--- Supplied records ---
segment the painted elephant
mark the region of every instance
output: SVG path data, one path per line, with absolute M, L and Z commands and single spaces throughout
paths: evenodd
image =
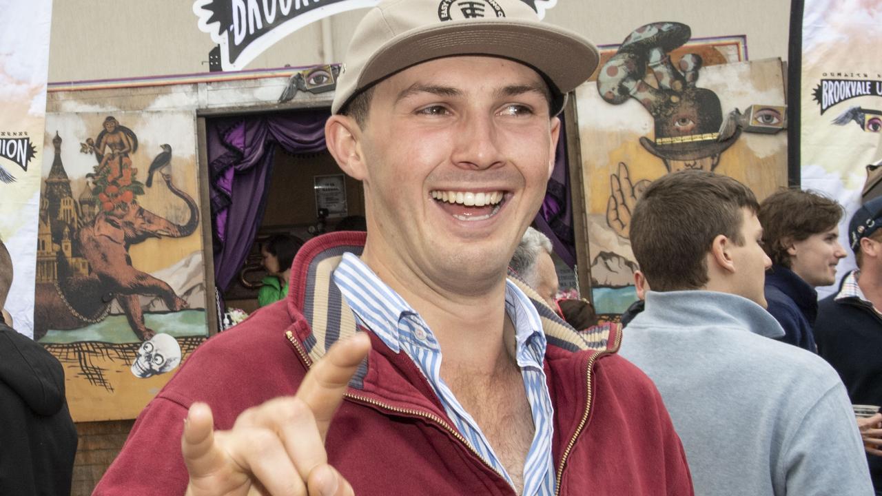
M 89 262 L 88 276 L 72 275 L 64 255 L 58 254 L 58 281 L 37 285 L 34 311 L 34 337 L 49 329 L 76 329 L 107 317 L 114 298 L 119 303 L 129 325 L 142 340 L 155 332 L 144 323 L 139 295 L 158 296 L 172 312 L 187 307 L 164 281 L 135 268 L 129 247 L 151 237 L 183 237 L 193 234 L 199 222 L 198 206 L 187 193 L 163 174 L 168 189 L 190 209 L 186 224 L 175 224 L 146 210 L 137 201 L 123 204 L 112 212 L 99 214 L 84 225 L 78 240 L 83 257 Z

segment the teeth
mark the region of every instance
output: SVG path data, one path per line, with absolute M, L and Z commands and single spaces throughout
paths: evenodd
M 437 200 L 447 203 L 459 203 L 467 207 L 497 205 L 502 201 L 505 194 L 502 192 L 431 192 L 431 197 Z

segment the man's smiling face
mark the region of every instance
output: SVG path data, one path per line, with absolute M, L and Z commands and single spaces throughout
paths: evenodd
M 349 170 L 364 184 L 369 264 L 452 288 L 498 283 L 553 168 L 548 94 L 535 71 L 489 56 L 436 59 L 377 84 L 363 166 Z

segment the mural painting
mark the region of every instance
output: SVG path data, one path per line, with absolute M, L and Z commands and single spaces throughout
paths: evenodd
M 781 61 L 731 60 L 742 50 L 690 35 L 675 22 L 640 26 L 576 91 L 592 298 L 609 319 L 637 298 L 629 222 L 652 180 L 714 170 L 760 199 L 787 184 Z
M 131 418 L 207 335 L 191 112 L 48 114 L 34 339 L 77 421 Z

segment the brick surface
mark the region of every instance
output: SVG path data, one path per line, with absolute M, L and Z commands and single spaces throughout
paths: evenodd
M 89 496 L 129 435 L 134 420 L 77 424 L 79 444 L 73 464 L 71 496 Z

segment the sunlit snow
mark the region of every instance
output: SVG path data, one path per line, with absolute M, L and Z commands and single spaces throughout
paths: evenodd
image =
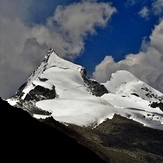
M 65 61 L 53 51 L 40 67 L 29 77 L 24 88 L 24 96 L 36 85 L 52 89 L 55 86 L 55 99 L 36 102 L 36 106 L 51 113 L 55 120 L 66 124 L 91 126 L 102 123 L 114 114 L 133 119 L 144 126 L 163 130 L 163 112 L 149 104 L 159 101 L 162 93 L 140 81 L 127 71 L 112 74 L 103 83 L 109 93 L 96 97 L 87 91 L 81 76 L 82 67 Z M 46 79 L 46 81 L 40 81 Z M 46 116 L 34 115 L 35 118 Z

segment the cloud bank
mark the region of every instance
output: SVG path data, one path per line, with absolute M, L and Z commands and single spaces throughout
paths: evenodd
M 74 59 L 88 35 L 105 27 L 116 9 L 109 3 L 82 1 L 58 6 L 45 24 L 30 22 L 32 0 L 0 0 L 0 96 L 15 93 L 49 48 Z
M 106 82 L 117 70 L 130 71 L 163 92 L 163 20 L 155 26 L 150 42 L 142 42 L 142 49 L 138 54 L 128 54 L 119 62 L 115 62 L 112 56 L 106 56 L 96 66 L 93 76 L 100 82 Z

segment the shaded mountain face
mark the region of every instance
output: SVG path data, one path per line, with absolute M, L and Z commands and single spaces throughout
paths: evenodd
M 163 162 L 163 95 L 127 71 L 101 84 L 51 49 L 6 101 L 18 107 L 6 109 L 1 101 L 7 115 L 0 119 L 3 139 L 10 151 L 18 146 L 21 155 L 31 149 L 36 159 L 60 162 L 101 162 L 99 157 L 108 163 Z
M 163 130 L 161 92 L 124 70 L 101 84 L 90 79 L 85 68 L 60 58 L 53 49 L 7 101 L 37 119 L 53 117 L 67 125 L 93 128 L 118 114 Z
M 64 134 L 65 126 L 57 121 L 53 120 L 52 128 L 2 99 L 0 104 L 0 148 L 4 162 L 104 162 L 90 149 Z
---
## What the task requires
Print every line of the records above verbatim, leaving out the pictures.

## Task solution
segment the painted elephant
mark the region of every instance
output: SVG path data, one path per line, with absolute M, L and Z commands and single spaces throughout
paths: evenodd
image =
M 89 262 L 88 276 L 72 275 L 64 255 L 58 254 L 58 281 L 37 285 L 34 311 L 34 337 L 49 329 L 76 329 L 107 317 L 114 298 L 119 303 L 129 325 L 142 340 L 155 332 L 144 323 L 139 295 L 158 296 L 172 312 L 187 307 L 164 281 L 135 268 L 129 247 L 151 237 L 183 237 L 193 234 L 199 222 L 198 206 L 187 193 L 163 174 L 168 189 L 190 209 L 186 224 L 175 224 L 146 210 L 137 201 L 123 204 L 112 212 L 99 214 L 84 225 L 78 240 L 83 257 Z

segment the teeth
mark the region of every instance
output: SVG path data, one path per line, with absolute M, L and Z commands and single spaces throughout
paths: evenodd
M 437 200 L 447 203 L 459 203 L 467 207 L 497 205 L 502 201 L 505 194 L 502 192 L 431 192 L 431 197 Z

segment the man's smiling face
mark the region of every instance
output: SVG path data, one path per line, with absolute M, L and Z commands and single spaces throughout
paths: evenodd
M 349 170 L 364 184 L 369 264 L 452 288 L 498 283 L 553 168 L 548 94 L 535 71 L 489 56 L 436 59 L 377 84 L 363 166 Z

segment the mural painting
mark the region of every instance
output: SVG path data, one path per line, with absolute M, L and Z commands and single spaces throughout
paths: evenodd
M 781 61 L 731 60 L 742 50 L 690 35 L 675 22 L 640 26 L 576 91 L 592 298 L 609 319 L 637 298 L 629 222 L 652 180 L 714 170 L 760 199 L 787 184 Z
M 131 418 L 207 335 L 191 112 L 48 114 L 34 339 L 77 421 Z

segment the brick surface
mark the region of every instance
output: SVG path data, one path per line, with absolute M, L and Z commands and single spaces throughout
paths: evenodd
M 89 496 L 129 435 L 134 420 L 77 424 L 79 444 L 73 464 L 71 496 Z

segment the sunlit snow
mark the region of every instance
output: SVG path data, one path per line, with absolute M, L and Z commands and single spaces throughout
paths: evenodd
image =
M 65 61 L 53 51 L 40 67 L 29 77 L 24 88 L 24 96 L 36 85 L 52 89 L 55 86 L 55 99 L 36 102 L 36 106 L 51 113 L 55 120 L 66 124 L 91 126 L 102 123 L 114 114 L 133 119 L 144 126 L 163 130 L 163 112 L 149 104 L 159 101 L 162 93 L 140 81 L 127 71 L 112 74 L 103 83 L 109 93 L 96 97 L 87 91 L 81 76 L 82 67 Z M 46 79 L 46 81 L 40 81 Z M 46 116 L 34 115 L 35 118 Z

segment the cloud bank
mark the region of every instance
output: SVG path data, one path per line, with absolute M, L and Z commands and single spaces throughout
paths: evenodd
M 74 59 L 88 35 L 105 27 L 116 9 L 109 3 L 82 1 L 58 6 L 45 24 L 30 22 L 32 0 L 0 0 L 0 96 L 15 93 L 49 48 Z
M 106 82 L 117 70 L 130 71 L 163 92 L 163 20 L 155 26 L 150 42 L 142 42 L 142 49 L 138 54 L 128 54 L 119 62 L 115 62 L 112 56 L 106 56 L 96 66 L 93 76 L 100 82 Z

segment the shaded mountain face
mark the region of every instance
output: SVG path data, one path per line, with absolute M, L and Z commands and single spaces throughout
paths: evenodd
M 163 162 L 163 95 L 127 71 L 101 84 L 51 49 L 6 101 L 18 107 L 6 109 L 1 101 L 7 115 L 0 119 L 3 139 L 10 151 L 18 146 L 21 155 L 31 149 L 36 159 L 60 162 L 101 162 L 99 157 L 108 163 Z
M 163 130 L 161 92 L 124 70 L 101 84 L 90 79 L 85 68 L 60 58 L 53 49 L 7 101 L 37 119 L 53 117 L 67 125 L 93 128 L 118 114 Z
M 64 134 L 65 126 L 57 121 L 53 120 L 52 128 L 2 99 L 0 104 L 0 148 L 4 162 L 104 162 L 90 149 Z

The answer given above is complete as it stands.